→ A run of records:

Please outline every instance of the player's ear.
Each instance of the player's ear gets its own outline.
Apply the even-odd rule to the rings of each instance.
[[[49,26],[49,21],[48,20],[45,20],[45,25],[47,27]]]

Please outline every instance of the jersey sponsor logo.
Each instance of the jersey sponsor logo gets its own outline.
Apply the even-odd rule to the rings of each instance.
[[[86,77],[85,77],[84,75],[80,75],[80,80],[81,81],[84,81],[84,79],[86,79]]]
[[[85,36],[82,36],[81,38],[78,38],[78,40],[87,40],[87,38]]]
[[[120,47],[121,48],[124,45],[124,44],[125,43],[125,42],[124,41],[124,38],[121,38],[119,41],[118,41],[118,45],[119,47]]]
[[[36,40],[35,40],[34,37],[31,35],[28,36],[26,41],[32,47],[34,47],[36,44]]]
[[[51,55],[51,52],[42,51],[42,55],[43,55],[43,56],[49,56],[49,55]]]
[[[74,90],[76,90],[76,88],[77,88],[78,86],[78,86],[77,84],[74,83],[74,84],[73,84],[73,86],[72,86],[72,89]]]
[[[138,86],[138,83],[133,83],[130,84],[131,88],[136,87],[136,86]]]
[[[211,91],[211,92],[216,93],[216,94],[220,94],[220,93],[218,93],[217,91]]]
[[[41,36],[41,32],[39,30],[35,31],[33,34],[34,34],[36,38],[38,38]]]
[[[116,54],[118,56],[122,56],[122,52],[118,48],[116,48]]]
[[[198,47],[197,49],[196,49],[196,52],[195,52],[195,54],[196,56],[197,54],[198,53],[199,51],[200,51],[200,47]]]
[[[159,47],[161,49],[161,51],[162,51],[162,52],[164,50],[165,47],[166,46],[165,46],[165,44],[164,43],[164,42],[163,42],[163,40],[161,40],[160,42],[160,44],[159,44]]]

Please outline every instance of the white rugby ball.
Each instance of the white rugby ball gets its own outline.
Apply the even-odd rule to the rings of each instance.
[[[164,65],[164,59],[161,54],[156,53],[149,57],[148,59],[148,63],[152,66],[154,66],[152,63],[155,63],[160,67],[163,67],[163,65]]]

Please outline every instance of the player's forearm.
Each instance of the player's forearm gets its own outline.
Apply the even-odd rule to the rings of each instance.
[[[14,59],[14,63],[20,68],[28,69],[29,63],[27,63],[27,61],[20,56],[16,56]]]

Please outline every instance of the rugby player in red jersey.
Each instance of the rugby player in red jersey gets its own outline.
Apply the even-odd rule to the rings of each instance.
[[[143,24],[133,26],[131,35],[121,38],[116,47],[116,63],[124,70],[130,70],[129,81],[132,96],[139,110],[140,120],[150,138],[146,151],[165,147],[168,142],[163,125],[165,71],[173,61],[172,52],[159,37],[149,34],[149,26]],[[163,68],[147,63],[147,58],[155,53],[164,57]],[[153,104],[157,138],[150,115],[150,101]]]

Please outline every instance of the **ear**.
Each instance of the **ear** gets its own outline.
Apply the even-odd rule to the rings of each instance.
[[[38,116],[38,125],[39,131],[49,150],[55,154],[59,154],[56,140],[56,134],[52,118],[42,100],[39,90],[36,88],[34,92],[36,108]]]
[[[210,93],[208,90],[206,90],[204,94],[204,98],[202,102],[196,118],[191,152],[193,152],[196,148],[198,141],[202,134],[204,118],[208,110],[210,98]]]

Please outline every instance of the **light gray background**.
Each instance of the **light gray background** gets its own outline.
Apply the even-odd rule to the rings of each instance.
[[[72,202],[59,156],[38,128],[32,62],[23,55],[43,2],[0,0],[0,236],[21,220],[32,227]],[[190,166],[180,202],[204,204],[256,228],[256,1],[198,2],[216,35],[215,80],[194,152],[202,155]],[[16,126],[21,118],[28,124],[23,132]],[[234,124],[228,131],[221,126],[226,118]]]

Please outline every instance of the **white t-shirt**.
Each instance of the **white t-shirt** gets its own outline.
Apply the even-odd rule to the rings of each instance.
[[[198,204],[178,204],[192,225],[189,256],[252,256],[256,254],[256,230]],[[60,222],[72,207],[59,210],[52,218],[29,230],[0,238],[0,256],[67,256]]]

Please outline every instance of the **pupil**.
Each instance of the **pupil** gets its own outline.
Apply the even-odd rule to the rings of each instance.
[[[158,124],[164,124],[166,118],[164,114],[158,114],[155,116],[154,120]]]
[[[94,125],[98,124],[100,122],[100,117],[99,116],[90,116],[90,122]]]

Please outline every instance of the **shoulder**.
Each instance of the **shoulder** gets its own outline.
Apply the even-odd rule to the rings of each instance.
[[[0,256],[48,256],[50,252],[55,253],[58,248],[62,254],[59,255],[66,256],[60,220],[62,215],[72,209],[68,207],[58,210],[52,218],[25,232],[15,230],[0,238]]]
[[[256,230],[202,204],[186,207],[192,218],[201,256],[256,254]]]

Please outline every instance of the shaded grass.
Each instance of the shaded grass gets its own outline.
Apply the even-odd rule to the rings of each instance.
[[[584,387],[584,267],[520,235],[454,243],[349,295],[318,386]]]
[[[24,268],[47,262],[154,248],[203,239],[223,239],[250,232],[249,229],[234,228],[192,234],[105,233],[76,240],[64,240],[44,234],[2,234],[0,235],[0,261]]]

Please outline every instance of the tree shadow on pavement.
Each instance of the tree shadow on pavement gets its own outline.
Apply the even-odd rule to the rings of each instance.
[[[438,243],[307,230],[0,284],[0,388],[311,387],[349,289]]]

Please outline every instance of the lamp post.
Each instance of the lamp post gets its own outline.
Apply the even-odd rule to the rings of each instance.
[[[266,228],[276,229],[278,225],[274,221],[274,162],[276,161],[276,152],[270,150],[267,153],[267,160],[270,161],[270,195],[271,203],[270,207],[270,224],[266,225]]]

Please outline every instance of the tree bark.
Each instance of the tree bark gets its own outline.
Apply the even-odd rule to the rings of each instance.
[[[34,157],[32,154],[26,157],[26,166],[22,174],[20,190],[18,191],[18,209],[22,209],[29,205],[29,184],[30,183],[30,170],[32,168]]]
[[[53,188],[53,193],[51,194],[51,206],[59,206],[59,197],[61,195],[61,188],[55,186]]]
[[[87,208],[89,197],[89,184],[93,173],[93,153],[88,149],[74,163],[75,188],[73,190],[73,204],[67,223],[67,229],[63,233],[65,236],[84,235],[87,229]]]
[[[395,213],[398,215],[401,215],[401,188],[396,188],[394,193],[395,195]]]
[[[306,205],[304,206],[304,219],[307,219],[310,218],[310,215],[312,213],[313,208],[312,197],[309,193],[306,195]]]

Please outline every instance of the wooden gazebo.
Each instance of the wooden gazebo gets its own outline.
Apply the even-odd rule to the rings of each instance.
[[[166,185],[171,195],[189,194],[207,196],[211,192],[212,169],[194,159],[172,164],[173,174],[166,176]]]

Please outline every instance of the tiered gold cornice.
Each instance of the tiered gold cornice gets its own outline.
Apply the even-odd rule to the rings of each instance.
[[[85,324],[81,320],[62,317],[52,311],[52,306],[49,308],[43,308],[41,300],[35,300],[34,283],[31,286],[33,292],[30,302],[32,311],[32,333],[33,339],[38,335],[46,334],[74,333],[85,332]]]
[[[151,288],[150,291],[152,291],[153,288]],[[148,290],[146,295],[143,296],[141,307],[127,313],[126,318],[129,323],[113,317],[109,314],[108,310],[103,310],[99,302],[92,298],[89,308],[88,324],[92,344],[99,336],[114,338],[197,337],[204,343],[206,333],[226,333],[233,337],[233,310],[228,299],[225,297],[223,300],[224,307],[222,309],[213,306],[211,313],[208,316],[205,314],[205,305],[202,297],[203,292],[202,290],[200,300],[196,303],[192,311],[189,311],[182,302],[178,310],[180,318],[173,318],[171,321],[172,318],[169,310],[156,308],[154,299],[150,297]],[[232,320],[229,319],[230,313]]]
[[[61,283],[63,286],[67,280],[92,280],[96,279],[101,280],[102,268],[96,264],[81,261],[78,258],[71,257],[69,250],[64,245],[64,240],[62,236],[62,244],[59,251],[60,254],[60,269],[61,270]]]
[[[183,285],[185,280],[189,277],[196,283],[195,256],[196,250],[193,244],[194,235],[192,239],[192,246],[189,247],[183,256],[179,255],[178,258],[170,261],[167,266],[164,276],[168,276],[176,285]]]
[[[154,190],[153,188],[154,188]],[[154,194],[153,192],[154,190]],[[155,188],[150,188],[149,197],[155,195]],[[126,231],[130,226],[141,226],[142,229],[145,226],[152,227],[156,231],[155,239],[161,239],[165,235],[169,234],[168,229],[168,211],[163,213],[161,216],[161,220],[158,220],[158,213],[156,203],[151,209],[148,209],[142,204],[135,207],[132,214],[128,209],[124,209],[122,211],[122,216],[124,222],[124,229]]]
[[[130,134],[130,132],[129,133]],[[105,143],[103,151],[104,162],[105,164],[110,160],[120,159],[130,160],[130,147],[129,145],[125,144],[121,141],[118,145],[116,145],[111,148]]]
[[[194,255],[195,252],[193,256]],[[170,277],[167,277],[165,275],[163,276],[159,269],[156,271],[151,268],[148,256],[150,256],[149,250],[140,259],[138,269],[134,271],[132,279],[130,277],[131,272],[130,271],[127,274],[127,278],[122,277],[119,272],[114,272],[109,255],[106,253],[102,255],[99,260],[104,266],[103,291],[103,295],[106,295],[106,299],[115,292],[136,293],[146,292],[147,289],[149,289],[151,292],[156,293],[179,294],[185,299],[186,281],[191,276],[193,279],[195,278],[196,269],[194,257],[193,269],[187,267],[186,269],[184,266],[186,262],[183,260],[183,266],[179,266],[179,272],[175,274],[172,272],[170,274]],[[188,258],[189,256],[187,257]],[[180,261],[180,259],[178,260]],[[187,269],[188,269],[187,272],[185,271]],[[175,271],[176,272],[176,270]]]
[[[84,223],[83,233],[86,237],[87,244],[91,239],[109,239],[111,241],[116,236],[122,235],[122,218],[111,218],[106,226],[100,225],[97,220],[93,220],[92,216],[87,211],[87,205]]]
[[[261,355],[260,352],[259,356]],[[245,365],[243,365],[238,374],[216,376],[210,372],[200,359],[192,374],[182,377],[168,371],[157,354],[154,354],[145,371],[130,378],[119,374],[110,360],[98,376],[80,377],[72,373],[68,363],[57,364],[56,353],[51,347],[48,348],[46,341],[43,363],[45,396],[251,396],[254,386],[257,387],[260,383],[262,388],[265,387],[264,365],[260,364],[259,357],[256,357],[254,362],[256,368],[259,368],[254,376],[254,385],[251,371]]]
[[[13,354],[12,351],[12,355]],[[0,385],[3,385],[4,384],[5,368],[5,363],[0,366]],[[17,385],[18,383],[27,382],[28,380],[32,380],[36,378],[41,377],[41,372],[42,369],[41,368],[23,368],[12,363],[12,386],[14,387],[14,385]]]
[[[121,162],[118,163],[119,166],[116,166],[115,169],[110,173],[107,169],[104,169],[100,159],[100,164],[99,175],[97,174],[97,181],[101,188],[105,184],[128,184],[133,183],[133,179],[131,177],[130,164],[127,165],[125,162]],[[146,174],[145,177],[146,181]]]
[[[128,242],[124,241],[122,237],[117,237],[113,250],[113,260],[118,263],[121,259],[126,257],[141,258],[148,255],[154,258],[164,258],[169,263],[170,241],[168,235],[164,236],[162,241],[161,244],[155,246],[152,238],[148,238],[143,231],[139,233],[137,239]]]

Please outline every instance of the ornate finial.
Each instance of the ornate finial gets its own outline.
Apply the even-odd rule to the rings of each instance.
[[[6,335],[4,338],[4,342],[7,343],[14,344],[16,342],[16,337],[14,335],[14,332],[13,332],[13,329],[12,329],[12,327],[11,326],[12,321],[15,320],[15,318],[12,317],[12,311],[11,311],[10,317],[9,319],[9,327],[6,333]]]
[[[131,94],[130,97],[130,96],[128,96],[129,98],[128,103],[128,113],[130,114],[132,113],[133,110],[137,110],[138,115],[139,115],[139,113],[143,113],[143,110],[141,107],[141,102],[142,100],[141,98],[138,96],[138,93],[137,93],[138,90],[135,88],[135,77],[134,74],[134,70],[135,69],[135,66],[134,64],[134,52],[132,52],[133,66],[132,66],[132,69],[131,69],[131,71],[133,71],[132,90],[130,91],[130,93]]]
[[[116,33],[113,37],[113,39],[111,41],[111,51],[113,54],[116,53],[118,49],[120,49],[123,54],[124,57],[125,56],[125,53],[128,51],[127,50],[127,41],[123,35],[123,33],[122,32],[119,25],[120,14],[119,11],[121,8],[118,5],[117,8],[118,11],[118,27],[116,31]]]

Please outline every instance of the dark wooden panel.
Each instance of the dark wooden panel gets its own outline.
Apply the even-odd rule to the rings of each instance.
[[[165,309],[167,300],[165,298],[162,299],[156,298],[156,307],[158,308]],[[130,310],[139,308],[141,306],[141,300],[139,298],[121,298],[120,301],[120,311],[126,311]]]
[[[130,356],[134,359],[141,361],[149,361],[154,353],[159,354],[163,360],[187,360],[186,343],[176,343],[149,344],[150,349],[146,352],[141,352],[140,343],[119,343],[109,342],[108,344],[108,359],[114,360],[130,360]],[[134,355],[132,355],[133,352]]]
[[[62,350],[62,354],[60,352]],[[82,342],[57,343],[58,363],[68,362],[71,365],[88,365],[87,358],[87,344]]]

→ PROBLEM TO SOLVE: Copy the lines from the start of the records through the line holding "[[[49,26],[49,21],[48,20],[45,20],[45,25],[47,27]]]", both included, character for character.

→ EXERCISE ANSWER:
Please outline every instance of the player's ear.
Each instance of the player's ear gets its own outline.
Apply the even-odd rule to the rings of each instance.
[[[49,26],[49,21],[48,20],[45,20],[45,25],[47,27]]]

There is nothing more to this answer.